◆ **Page text**
The strained semiconductor region 170 may include a first etch stop point Q vertically aligned with an outer sidewall of the offset spacer 130. The position of the first etch stop point Q may vary according to the thickness of the offset spacer 130. Also, the position of the tip T may vary according to the position of the first etch stop point Q. For example, as the position of the first etch stop point Q gets farther away from the channel region 102 in the lateral direction, the position of the tip T may also get farther away from the channel region 102. Accordingly, by adjusting the thickness of the offset spacer 130, the position of the tip T may be controlled, thereby also controlling the proximity between the gate pattern 120 and the tip T.
The source and drain regions 180 may be in contact with a contact structure (not shown). The source and drain regions 180 may be formed by implanting a P-type dopant into the strained semiconductor regions 170. A junction of the source and drain regions 180 may be formed to a greater depth than a boundary of the strained semiconductor region 170.
Hereinafter, a method of fabricating a semiconductor device having the above-described structure according to the inventive concept will be described in detail with reference to the accompanying drawings.
Embodiment 1
FIGS. 2A through 2H are cross-sectional views of stages in a method of fabricating a semiconductor device according to the inventive concept.

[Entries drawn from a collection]

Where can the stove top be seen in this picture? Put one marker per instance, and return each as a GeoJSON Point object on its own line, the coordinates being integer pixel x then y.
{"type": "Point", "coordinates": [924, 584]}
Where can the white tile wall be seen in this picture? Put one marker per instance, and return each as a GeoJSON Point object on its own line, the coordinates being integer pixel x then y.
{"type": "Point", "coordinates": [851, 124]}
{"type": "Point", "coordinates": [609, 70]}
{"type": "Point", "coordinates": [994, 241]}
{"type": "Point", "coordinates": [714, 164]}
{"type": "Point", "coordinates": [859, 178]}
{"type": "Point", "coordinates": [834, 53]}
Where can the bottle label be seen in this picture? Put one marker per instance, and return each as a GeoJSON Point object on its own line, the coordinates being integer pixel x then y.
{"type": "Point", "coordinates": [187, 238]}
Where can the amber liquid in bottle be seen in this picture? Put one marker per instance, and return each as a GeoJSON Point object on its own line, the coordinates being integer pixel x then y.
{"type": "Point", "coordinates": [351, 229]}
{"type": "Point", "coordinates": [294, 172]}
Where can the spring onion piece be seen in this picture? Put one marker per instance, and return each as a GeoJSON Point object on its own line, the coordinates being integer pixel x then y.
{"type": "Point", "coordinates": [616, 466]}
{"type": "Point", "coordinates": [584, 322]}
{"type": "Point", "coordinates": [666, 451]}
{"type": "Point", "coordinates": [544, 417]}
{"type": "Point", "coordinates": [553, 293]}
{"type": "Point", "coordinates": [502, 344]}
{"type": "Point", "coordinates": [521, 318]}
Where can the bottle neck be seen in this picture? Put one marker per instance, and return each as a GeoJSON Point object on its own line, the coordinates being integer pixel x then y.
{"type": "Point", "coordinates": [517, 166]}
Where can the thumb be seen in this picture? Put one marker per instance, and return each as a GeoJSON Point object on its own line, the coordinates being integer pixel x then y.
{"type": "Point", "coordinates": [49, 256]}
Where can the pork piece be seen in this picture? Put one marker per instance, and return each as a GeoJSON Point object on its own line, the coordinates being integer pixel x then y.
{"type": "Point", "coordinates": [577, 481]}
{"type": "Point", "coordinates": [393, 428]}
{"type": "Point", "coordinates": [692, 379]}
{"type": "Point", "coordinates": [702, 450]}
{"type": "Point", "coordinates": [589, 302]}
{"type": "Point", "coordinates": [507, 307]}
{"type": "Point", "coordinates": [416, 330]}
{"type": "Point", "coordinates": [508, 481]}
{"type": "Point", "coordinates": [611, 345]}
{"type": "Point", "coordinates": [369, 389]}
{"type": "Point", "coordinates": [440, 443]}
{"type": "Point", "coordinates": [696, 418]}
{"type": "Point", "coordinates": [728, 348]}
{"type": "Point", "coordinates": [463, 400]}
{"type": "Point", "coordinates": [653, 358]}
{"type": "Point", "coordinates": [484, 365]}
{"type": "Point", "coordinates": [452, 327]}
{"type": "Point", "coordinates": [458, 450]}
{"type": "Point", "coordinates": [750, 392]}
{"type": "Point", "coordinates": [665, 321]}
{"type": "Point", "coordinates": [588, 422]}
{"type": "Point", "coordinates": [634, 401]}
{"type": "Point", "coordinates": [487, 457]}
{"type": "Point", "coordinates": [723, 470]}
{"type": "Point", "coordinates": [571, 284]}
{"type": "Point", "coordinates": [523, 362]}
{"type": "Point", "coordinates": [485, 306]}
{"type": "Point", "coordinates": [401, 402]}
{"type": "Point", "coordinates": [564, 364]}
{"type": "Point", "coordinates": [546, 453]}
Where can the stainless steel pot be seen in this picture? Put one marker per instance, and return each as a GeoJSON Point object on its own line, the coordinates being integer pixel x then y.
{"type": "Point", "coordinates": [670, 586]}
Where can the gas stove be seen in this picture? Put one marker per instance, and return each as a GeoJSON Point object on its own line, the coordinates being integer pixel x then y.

◆ **What you need to do**
1. In the semiconductor device text, how are the source and drain regions 180 formed?
2. Using the semiconductor device text, explain why changing the thickness of the offset spacer 130 controls how close the tip T is to the gate pattern 120.
3. Reproduce the part of the semiconductor device text starting at "The strained semiconductor region 170 may" and ending at "and the tip T.".
The data has no connection to the semiconductor device text.

◆ **Completed exercise**
1. They are formed by implanting a P-type dopant into the strained semiconductor regions 170.

2. The thickness of the offset spacer 130 sets the position of the first etch stop point Q, and the position of the tip T follows the position of Q. Adjusting the spacer thickness therefore moves the tip T, which controls its proximity to the gate pattern 120.

3.
The strained semiconductor region 170 may include a first etch stop point Q vertically aligned with an outer sidewall of the offset spacer 130. The position of the first etch stop point Q may vary according to the thickness of the offset spacer 130. Also, the position of the tip T may vary according to the position of the first etch stop point Q. For example, as the position of the first etch stop point Q gets farther away from the channel region 102 in the lateral direction, the position of the tip T may also get farther away from the channel region 102. Accordingly, by adjusting the thickness of the offset spacer 130, the position of the tip T may be controlled, thereby also controlling the proximity between the gate pattern 120 and the tip T.